#### LISTED RECORDS
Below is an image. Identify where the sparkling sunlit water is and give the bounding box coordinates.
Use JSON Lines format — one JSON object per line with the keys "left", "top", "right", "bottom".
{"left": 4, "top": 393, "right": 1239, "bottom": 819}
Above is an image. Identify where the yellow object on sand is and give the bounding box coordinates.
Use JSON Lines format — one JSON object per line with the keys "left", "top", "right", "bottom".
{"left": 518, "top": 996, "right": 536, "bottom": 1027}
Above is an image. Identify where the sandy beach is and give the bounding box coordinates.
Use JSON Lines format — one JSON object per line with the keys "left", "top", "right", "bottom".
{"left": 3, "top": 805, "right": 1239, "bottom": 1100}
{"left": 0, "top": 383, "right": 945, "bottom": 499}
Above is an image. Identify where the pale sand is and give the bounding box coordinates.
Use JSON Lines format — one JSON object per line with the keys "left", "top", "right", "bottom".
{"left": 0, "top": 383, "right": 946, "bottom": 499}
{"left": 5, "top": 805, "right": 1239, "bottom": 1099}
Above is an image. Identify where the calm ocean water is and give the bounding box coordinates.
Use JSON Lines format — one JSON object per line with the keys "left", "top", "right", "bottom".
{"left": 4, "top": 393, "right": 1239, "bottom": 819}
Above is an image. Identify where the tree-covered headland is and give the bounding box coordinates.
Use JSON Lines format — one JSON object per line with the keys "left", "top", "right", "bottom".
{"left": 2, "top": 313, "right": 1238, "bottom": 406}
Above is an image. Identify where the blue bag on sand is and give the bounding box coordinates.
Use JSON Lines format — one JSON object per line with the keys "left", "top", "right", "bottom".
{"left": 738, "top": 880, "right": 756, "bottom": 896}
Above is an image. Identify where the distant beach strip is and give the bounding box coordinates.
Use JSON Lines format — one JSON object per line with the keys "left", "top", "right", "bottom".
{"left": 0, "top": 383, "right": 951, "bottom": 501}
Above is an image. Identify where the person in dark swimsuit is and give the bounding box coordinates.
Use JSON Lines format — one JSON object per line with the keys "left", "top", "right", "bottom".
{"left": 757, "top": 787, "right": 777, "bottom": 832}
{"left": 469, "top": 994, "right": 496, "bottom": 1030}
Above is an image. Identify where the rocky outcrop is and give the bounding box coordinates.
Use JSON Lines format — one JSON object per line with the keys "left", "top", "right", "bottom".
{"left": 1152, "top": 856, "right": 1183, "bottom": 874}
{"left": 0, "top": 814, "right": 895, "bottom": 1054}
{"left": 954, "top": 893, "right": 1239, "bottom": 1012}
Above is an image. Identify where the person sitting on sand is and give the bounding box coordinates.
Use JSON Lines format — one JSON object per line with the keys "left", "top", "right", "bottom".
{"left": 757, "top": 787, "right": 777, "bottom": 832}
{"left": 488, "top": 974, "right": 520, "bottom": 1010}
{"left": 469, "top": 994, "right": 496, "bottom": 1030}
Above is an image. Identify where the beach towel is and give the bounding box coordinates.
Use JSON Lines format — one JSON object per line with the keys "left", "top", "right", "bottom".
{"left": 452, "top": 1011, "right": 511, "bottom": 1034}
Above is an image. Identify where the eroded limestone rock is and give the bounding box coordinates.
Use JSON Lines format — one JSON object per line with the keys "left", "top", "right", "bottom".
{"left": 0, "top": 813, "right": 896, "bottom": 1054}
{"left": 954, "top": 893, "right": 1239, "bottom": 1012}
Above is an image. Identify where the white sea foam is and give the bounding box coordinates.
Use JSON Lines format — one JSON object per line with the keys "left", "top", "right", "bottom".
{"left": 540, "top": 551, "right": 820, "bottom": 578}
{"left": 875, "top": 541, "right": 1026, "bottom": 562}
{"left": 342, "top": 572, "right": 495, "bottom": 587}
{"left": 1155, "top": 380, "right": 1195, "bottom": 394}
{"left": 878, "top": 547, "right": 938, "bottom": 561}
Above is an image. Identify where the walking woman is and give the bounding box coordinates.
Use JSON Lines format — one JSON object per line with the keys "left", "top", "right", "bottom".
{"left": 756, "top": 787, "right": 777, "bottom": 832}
########
* [WORK INSTRUCTIONS]
Copy out the data exactly, keeping each line whole.

* [WRITTEN SOLUTION]
Below is an image. Identify where the sparkling sunlit water is and give the bounding box coordinates.
Use JSON Lines format — one JSON object per line with the keys "left", "top", "right", "bottom".
{"left": 4, "top": 393, "right": 1239, "bottom": 819}
Above is an image. Identify where the yellow object on sand is and give the bounding box coordinates.
Use JSON Lines format — one JSON object per line with the keys "left", "top", "right", "bottom".
{"left": 518, "top": 996, "right": 536, "bottom": 1027}
Above is an image. Identify where the sandy beach is and give the bounding box coordinates.
Use JSON Lines format — one JSON object per line with the keys "left", "top", "right", "bottom".
{"left": 3, "top": 805, "right": 1239, "bottom": 1100}
{"left": 0, "top": 383, "right": 945, "bottom": 499}
Above is an image. Identify where the pale sand is and give the bounding box coordinates.
Use JSON Lines format — one JSON object per line with the keys "left", "top", "right", "bottom".
{"left": 0, "top": 383, "right": 946, "bottom": 499}
{"left": 5, "top": 805, "right": 1239, "bottom": 1099}
Above is an image. Identify where the calm ocean water is and give the bounding box coordinates.
Use JSON Lines format — one JSON object per line with the keys "left", "top", "right", "bottom".
{"left": 4, "top": 393, "right": 1239, "bottom": 819}
Above is an image. Identify where the tree-covered headland is and give the bounding box coordinates.
Use JSON Lines format — one JSON object per line with the keys "left", "top", "right", "bottom".
{"left": 2, "top": 313, "right": 1238, "bottom": 406}
Above is an image. Identify where the blue bag on sand is and give the bounding box coordinates.
Use JSON Lines format — one JSON object per line with the keys "left", "top", "right", "bottom".
{"left": 738, "top": 880, "right": 756, "bottom": 896}
Above is an image. Identify where the distant beach strip is and give the bounding box coordinates.
Use JSON Lines format — one JSON object per line with the keys "left", "top", "right", "bottom".
{"left": 0, "top": 383, "right": 951, "bottom": 501}
Above is an image. Identify where the person in dark swimsuit is and give the bounding box coordinates.
Use JSON Lines format — one JSON object per line with the keys "left", "top", "right", "bottom".
{"left": 757, "top": 787, "right": 777, "bottom": 832}
{"left": 469, "top": 994, "right": 496, "bottom": 1030}
Above is an image. Identify where the rocky outcrop is and give the bounding box coordinates.
Use JSON Lines format — one JSON object per line with the keys "left", "top", "right", "bottom".
{"left": 1152, "top": 856, "right": 1183, "bottom": 874}
{"left": 0, "top": 814, "right": 895, "bottom": 1054}
{"left": 954, "top": 893, "right": 1239, "bottom": 1012}
Above is an image. Identify where the person sitting on sand is and give the bounding box coordinates.
Use JSON Lines format — one JSON object per line with the keys "left", "top", "right", "bottom".
{"left": 757, "top": 787, "right": 777, "bottom": 832}
{"left": 488, "top": 974, "right": 520, "bottom": 1010}
{"left": 469, "top": 994, "right": 496, "bottom": 1030}
Above is an image. Identify where the beach towel is and give the bounding box coordinates.
Use JSON Lines format — one JSON object per line with the keys "left", "top", "right", "bottom".
{"left": 452, "top": 1011, "right": 511, "bottom": 1034}
Above is an image. Identify where the eroded limestone rock is and give the bounding box coordinates.
Use JSON Lines format — one JSON object per line with the keys "left", "top", "right", "bottom".
{"left": 0, "top": 813, "right": 896, "bottom": 1054}
{"left": 954, "top": 893, "right": 1239, "bottom": 1012}
Above is an image. Identify where the white sea foam is and give the bounding box coordinates.
Use JSON Lines format — one JSON object per line with the keys "left", "top", "right", "bottom".
{"left": 540, "top": 551, "right": 820, "bottom": 578}
{"left": 875, "top": 541, "right": 1026, "bottom": 562}
{"left": 342, "top": 572, "right": 495, "bottom": 587}
{"left": 1155, "top": 380, "right": 1195, "bottom": 394}
{"left": 878, "top": 547, "right": 938, "bottom": 561}
Above is an image. Identify where the walking woman is and give the bounding box coordinates.
Use JSON Lines format — one JSON object per line with the keys "left", "top", "right", "bottom".
{"left": 756, "top": 787, "right": 777, "bottom": 832}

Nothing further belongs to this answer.